**PASSAGE**
Content starts

More regional links for Air Seychelles as direct flights to Madagascar launch in December
Ring-tailed Lemur (Lemur catta) feeding on tamarind leaves, Tsimanampetsotsa, Madagascar, January 14, 2010. (Frank Vassen/Flickr) Madagascar is renowned for its extraordinary botanical and zoological attractions. Photo License:(CC BY 2.0)
(Seychelles News Agency) - The national airline of the Seychelles, Air Seychelles, has announced that twice-weekly direct flights between Seychelles and neighbouring Indian Ocean island of Madagascar will commence on 3 December after a hiatus of 33 years. The move, which is still subject to government approval, is expected to enhance connectivity in the region and boost cultural and trade ties between the two countries.
After the signing of a new bilateral air service agreement between the civil aviation authorities of the two Indian Ocean islands in May, Air Seychelles sourced an Airbus A320 aircraft that would be able to service the route.
The aircraft, which offers 16 business class and 120 economy class seats, will fly on Wednesdays and Saturdays to the Madagascan capital of Antananarivo. After the carrier announced on Monday the start of direct flights to the Tanzanian capital Dar Es Salaam, Air Seychelles will fly to four destinations – Johannesburg, Mauritius, Tanzania and Madagascar – in the region by the end of the year.
The aircraft will also offer seven tonnes of cargo space and expects freight between the two countries to include perishables, mechanical spare parts and pharmaceuticals.
Air Seychelles’ Chief Executive Officer, Manoj Papa, said the airline was “thrilled” to add Antananarivo to its extensive global network, to meet a growing demand for business and leisure travel to and from Madagascar.
“Madagascar is enjoying strong economic growth from renewed foreign investment and surging eco-tourism,” he said.
“The route will boost trade and tourism in both directions, and in particular, be welcomed by the large number of Malagasy nationals living in the Seychelles, who now have an easier way of visiting friends and family at home.....Via our Mahé hub, we will offer guests coming from Madagascar great onward connections to many of the islands in the Seychelles, in addition to destinations served by our fleet in the Middle East, Europe and Asia, as well as with our codeshare partners.”
The Chairman of the Air Seychelles Board, also the archipelago's Minister for Home Affairs and Transport, Joël Morgan, said the new route was an important milestone in the carrier’s Indian Ocean expansion strategy.
“The direct links to Antananarivo will create new opportunities for government, trade, tourism and cultural exchanges within the Indian Ocean, and through our global network, connect the region to the world,” he said.

Content ends

**EXERCISE DATA**
Content starts

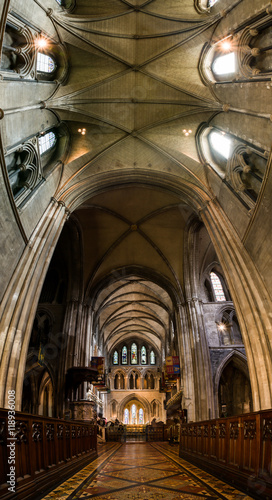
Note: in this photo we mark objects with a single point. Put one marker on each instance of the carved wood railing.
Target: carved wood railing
(237, 449)
(45, 449)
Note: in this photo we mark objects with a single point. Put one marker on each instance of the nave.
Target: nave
(142, 471)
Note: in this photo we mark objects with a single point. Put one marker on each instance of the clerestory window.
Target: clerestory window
(224, 64)
(45, 63)
(217, 288)
(220, 143)
(47, 142)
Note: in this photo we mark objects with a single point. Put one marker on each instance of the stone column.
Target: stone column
(21, 298)
(251, 300)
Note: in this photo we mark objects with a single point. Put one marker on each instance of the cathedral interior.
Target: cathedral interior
(135, 214)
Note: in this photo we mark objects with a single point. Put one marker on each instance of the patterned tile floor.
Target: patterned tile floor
(142, 471)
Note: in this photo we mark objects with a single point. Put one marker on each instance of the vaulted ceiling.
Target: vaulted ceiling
(134, 85)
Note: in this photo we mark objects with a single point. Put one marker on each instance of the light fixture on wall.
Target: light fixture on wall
(41, 43)
(82, 131)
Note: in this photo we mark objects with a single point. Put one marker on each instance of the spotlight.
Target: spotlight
(226, 46)
(41, 43)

Content ends

**EXERCISE AIM**
Copy the Air Seychelles article from the words that have "More regional links" through "License:(CC BY 2.0)", renaming "direct flights" as "nonstop flights". The material can be left aside.

**SOLVED PROBLEM**
More regional links for Air Seychelles as nonstop flights to Madagascar launch in December
Ring-tailed Lemur (Lemur catta) feeding on tamarind leaves, Tsimanampetsotsa, Madagascar, January 14, 2010. (Frank Vassen/Flickr) Madagascar is renowned for its extraordinary botanical and zoological attractions. Photo License:(CC BY 2.0)